Excerpted passage »

Minutes from my cottage, Midhope Burn runs through the woods, on its way to the Firth of Forth; near my regular burnside perch, there’s a giant oak tree around 500 years old – which makes it contemporary with Mary Queen of Scots, born 1542 in nearby Linlithgow Palace – which completely blows my concept of time.
Heavy rain makes the burn swell and burst into song; sometimes, when sitting in thrall, it seems to flow, not past, but through me – vibrating every cell in my body. Humans like to think we’re somehow different – but we’re part of wild nature.
Another place I like to sit, and think is my bench in the graveyard opposite – I find dead bodies peaceful. I was reflecting today on the swing of the pendulum during my life from left to right – Thatcher said greed is good – money became all important – the rich loved it. My sense is that the pendulum is getting ready to swing back again. I’m not referring to myself so much – having neither wealth nor property, I mostly kept myself free to choose what I did with my life – a great blessing.

Exercise requirements »
a. Name every place the burnside passage identifies by a proper name.
b. In the listing, take the stretch from the line containing "Reviewer note: confirm that each instance of the swimming" through the end of the listing and swap "swimming pool" for "plunge pool", leaving everything else unchanged.

The records »
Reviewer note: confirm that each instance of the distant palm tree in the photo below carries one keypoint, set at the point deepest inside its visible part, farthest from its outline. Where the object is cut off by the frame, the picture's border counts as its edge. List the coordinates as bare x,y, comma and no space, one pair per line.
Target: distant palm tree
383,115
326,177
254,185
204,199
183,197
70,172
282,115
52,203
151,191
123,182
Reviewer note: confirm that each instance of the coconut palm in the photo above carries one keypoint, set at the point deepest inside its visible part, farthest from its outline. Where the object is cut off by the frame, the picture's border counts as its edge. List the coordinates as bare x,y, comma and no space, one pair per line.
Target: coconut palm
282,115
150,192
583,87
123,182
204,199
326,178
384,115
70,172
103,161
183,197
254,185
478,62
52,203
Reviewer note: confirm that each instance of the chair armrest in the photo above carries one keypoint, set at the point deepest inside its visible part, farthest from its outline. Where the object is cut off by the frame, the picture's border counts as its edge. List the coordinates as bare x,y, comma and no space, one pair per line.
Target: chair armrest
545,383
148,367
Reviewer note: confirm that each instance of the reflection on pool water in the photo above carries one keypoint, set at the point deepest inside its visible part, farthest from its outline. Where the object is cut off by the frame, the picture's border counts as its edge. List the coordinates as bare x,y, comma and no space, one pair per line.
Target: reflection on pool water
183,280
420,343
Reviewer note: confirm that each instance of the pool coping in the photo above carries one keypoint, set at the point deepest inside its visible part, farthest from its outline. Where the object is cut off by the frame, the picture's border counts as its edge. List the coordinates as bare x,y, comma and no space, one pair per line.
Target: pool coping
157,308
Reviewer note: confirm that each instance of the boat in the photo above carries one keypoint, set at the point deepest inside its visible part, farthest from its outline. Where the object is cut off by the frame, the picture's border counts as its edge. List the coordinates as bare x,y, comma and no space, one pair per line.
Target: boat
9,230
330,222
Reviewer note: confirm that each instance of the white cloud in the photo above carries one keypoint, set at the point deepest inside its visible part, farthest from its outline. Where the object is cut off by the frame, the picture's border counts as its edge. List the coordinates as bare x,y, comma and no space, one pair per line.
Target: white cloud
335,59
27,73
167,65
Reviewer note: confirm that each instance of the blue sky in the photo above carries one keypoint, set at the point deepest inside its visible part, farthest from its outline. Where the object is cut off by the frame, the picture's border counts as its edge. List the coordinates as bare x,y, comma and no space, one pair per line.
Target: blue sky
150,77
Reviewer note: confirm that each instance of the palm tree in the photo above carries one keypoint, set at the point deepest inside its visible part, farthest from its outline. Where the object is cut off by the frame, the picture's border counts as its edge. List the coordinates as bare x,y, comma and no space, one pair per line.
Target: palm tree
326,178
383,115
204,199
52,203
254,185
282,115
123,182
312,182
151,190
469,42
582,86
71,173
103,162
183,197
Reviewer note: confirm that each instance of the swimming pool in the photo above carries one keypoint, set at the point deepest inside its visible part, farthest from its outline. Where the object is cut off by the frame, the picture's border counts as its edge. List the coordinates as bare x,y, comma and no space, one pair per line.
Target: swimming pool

Task-by-task results »
a. Midhope Burn, the Firth of Forth, Linlithgow Palace

b.
Reviewer note: confirm that each instance of the plunge pool in the photo above carries one keypoint, set at the point deepest inside its visible part, farthest from its outline. Where the object is cut off by the frame, the picture's border counts as its edge. List the coordinates as bare x,y, comma and no space, one pair per line.
Target: plunge pool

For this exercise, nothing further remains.